» **Directive**: Identify every line in the rows below that contains the string "collar", and copy each of those lines. Case counts.

» **Pointing dataset excerpts**:
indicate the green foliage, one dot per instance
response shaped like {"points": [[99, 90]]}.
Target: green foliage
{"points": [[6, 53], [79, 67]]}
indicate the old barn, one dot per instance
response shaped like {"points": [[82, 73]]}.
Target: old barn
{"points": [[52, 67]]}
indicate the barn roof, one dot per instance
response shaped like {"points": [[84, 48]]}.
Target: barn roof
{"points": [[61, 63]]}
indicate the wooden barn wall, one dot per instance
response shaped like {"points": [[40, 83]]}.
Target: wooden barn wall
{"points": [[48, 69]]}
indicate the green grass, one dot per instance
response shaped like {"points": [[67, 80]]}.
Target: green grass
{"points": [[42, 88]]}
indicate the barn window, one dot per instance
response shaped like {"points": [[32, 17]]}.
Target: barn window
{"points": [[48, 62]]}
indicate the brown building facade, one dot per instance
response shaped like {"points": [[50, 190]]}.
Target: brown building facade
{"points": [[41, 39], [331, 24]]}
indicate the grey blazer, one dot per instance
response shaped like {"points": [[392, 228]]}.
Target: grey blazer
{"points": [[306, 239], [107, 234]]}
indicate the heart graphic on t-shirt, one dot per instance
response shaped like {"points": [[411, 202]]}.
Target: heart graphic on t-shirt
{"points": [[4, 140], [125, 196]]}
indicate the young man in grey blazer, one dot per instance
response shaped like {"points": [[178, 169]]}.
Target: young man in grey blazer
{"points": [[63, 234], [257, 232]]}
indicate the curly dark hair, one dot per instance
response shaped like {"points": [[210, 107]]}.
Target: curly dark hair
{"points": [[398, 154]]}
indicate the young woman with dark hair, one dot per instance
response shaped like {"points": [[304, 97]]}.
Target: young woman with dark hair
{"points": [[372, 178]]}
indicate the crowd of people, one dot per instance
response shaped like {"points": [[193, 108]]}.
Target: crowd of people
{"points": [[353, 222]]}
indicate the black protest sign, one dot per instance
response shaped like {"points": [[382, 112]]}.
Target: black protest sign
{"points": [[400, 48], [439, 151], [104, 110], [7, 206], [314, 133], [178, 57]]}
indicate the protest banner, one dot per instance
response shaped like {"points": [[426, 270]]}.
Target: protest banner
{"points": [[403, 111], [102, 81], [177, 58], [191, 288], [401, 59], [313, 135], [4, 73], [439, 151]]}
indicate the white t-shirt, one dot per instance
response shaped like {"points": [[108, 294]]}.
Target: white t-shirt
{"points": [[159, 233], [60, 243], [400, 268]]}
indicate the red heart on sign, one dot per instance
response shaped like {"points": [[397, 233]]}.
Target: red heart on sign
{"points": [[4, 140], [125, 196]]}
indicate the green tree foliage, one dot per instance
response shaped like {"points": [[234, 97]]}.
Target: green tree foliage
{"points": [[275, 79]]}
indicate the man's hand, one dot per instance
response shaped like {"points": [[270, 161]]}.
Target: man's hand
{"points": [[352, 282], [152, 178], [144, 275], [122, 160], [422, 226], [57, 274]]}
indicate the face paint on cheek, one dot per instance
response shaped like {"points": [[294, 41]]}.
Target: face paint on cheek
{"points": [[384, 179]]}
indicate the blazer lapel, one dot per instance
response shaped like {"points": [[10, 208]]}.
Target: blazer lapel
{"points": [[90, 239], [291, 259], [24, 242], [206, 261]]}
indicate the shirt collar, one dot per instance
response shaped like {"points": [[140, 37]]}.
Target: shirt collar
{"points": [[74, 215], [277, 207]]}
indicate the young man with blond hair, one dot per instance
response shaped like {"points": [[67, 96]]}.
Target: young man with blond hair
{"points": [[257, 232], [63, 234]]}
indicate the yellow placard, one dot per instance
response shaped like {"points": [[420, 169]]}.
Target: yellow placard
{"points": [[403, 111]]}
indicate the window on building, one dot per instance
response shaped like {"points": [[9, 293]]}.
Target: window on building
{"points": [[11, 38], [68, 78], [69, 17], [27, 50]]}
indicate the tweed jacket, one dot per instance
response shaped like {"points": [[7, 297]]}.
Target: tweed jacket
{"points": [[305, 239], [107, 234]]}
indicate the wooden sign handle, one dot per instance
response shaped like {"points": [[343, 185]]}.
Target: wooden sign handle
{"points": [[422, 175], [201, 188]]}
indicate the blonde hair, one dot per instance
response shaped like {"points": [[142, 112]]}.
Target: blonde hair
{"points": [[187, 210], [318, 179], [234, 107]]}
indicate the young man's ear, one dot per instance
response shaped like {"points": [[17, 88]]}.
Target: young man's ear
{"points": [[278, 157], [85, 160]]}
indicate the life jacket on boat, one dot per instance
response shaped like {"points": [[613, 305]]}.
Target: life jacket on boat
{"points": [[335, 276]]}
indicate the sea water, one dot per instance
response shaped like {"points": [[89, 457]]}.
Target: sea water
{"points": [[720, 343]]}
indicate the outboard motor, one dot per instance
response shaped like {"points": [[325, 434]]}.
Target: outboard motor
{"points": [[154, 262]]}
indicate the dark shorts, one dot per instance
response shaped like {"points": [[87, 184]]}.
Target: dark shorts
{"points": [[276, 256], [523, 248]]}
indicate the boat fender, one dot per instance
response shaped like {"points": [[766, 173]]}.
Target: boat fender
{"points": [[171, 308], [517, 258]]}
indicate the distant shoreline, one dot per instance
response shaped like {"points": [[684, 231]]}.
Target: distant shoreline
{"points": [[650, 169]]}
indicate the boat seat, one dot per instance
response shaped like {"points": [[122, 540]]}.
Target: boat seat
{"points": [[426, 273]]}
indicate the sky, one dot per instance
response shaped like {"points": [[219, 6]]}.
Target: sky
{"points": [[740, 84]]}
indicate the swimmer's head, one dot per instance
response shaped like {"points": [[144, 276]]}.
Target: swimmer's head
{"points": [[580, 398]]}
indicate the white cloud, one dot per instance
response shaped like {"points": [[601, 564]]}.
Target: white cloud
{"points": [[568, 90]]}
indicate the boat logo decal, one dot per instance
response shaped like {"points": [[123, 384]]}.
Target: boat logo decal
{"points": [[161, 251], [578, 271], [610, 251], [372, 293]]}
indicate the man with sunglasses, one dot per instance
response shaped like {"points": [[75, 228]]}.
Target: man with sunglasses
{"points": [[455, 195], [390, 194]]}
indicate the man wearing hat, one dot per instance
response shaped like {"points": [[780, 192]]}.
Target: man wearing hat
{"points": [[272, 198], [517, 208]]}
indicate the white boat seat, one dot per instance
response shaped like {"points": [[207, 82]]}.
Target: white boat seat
---
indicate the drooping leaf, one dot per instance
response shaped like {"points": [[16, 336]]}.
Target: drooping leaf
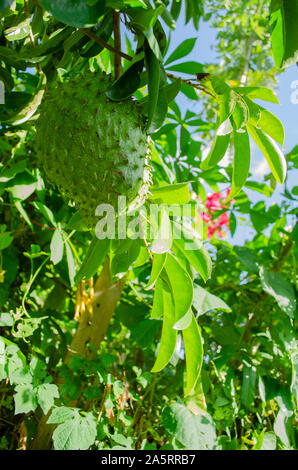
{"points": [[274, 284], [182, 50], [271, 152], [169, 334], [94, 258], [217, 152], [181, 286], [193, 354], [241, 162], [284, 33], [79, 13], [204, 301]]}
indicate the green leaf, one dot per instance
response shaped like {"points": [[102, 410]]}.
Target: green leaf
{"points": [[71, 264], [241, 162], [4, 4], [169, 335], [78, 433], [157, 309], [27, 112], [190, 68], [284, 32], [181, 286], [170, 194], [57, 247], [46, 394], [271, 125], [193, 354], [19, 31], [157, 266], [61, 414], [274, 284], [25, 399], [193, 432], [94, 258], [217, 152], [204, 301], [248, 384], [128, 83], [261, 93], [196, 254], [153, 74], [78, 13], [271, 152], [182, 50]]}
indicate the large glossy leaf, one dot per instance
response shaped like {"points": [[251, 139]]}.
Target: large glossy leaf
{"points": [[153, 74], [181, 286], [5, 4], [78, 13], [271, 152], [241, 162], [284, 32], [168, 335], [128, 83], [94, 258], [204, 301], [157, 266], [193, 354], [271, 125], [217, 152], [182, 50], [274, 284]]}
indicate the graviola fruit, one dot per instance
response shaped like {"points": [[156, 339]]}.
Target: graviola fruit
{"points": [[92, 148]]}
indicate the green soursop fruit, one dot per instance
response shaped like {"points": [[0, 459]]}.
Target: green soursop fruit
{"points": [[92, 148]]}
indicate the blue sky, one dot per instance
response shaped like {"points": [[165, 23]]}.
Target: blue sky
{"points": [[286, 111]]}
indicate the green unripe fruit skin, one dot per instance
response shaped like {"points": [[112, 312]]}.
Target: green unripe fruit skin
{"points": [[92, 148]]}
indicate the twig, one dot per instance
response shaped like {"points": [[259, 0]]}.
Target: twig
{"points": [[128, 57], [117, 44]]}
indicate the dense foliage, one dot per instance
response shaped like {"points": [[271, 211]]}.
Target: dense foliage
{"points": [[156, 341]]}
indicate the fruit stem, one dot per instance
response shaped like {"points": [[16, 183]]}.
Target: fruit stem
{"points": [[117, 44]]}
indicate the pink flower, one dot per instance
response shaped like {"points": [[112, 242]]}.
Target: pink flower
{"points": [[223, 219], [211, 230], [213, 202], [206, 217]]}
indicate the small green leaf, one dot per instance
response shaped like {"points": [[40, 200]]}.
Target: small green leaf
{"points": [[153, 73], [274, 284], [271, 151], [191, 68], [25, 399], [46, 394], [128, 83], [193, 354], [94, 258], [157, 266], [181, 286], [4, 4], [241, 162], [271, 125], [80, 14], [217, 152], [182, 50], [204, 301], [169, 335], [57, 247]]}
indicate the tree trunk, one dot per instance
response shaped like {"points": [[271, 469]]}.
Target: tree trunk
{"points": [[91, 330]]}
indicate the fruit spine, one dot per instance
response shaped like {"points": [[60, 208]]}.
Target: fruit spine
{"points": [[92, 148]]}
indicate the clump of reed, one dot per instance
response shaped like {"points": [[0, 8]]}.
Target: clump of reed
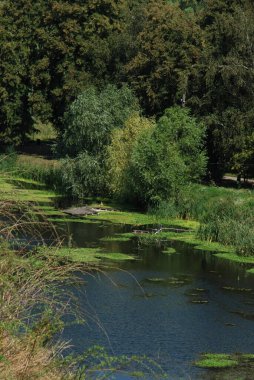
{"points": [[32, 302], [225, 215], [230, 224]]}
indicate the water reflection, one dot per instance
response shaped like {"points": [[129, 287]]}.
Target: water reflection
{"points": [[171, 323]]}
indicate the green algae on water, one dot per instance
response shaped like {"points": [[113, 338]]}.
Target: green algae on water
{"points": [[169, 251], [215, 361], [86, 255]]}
* * *
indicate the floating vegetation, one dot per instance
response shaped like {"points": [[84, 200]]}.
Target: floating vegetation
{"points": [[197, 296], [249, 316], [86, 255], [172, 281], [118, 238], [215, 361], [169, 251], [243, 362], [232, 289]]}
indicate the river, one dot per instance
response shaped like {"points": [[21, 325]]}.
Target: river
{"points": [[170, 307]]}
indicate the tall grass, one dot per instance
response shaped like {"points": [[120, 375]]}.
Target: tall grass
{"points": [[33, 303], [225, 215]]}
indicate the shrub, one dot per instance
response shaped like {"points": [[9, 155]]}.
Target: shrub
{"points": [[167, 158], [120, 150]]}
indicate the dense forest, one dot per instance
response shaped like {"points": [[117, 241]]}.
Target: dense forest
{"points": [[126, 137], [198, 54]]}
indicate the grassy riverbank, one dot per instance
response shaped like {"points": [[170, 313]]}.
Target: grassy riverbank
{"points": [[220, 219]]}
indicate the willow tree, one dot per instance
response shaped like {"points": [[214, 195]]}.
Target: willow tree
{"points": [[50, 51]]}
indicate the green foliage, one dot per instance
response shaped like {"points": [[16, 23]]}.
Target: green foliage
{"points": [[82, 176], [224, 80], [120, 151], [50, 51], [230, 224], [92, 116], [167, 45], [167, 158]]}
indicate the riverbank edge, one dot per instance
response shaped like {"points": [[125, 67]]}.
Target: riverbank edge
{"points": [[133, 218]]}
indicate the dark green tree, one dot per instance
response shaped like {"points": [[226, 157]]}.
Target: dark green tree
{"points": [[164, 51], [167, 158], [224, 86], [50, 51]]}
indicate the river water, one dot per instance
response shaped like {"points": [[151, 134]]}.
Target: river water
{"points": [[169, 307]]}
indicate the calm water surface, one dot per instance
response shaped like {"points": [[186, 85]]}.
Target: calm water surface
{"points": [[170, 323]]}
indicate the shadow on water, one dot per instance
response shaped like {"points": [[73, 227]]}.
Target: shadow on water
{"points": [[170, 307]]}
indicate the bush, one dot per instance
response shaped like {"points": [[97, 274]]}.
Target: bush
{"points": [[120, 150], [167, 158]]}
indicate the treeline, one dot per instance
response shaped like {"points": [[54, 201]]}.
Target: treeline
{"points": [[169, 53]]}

» **Response**:
indicate the shirt collar, one dot per instance
Target: shirt collar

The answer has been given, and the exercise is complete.